* BEGIN *

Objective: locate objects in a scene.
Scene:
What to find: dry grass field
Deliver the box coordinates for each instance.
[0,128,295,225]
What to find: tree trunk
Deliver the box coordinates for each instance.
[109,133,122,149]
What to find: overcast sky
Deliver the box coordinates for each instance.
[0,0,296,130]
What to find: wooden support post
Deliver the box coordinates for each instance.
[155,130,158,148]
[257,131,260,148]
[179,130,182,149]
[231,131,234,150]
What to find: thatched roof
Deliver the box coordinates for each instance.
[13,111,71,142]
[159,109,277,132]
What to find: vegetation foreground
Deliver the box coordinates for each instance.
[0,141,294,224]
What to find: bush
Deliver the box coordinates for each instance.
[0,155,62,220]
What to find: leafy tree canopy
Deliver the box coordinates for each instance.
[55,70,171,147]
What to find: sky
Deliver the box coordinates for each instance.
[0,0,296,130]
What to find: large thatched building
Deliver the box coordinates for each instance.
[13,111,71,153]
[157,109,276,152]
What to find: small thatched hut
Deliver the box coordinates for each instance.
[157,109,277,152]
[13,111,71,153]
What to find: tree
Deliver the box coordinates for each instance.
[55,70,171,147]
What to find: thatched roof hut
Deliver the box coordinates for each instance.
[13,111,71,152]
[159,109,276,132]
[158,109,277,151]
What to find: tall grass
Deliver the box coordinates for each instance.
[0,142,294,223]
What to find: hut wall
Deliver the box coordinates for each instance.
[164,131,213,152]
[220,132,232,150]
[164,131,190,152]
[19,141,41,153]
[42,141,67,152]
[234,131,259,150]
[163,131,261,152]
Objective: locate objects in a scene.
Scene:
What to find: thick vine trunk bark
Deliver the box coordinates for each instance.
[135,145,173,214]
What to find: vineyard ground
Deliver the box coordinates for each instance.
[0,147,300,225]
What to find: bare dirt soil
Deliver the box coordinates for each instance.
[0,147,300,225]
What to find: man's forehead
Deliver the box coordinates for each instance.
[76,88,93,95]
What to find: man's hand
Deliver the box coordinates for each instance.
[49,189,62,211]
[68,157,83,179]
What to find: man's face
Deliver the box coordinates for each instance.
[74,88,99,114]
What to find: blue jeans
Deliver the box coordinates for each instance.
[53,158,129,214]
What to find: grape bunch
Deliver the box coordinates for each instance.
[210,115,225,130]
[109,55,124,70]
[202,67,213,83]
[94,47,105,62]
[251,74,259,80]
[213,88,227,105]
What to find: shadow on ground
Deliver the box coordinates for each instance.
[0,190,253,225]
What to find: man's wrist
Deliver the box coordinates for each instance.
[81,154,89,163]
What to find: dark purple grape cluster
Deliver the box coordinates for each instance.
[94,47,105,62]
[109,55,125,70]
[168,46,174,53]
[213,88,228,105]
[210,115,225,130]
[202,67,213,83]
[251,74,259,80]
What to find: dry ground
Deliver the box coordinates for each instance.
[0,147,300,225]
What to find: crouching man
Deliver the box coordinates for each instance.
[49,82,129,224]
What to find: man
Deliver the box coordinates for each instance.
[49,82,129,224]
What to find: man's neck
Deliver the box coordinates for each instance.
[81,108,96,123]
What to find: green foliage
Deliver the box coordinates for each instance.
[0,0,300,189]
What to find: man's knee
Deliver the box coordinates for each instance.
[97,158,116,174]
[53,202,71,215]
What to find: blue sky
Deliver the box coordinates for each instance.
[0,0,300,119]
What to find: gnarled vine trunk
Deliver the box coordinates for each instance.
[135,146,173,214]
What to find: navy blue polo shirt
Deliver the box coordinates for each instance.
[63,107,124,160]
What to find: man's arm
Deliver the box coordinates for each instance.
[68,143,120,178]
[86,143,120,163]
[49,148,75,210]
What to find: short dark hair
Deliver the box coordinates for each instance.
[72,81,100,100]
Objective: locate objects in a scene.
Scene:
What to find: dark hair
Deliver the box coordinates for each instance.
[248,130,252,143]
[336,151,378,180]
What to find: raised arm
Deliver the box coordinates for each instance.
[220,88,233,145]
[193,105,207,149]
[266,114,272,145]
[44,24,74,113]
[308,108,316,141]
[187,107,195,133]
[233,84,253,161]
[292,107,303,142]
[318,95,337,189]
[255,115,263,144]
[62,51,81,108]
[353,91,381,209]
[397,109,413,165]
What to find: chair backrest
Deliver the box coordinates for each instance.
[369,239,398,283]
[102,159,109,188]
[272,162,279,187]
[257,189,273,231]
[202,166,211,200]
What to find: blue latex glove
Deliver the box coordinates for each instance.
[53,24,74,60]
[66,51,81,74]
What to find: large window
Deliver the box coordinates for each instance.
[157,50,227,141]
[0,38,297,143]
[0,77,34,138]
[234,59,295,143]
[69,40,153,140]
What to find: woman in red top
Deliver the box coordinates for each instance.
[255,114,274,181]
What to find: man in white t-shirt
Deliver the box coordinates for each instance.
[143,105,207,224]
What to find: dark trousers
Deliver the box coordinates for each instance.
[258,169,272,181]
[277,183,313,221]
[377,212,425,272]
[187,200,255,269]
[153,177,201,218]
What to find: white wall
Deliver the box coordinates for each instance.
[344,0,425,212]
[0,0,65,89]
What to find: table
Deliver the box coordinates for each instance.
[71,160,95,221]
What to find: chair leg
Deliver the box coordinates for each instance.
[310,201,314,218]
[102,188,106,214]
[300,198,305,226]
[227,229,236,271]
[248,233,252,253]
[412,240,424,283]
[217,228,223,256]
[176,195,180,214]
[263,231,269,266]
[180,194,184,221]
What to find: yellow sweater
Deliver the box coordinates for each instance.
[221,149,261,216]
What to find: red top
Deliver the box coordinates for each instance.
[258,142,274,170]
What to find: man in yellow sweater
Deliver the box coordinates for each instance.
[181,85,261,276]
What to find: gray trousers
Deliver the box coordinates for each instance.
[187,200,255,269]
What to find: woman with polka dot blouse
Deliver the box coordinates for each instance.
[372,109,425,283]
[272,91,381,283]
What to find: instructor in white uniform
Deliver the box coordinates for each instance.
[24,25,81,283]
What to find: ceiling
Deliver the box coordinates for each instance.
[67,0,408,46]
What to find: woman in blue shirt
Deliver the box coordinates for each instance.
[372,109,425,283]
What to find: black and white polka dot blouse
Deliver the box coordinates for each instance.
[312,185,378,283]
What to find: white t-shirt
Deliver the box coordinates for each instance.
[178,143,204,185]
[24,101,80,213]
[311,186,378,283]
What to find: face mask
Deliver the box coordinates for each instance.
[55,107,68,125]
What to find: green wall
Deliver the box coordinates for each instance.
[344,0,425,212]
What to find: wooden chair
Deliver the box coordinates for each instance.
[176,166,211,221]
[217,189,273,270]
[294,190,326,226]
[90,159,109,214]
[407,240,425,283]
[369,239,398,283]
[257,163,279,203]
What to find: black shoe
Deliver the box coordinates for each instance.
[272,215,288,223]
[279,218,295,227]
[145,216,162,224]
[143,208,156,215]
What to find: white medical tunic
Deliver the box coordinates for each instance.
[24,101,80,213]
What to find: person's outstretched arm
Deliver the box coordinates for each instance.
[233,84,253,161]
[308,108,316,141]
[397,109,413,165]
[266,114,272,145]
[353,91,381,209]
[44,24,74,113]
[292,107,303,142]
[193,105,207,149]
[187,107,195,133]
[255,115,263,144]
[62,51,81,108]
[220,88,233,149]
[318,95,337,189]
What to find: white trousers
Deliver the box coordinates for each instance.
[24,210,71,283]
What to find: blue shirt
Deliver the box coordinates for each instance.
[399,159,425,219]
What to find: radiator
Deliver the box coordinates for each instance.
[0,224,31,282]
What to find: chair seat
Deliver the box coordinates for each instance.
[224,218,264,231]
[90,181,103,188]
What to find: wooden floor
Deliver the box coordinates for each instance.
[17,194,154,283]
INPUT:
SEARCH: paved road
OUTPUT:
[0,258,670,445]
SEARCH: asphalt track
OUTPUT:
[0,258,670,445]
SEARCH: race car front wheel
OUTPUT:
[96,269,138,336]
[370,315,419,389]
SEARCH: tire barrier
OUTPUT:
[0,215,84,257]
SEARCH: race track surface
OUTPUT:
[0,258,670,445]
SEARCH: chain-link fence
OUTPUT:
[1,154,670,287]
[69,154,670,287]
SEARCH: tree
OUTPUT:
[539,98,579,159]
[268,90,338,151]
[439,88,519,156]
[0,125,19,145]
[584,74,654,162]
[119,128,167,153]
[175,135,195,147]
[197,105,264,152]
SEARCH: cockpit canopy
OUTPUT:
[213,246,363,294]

* END *

= WRITTEN REQUEST =
Reproduce only the lines beginning with the line containing "What to find: overcast sky" and continuing through the line containing "[231,131,234,150]", switching "support post" to "fence post" and leaving everything else unchanged.

= THE OUTPUT =
What to find: overcast sky
Deliver the box coordinates for each instance.
[0,0,296,130]
What to find: wooden fence post
Deliver the box coordinates for each instance.
[155,130,158,148]
[257,131,260,148]
[179,130,182,149]
[231,131,234,150]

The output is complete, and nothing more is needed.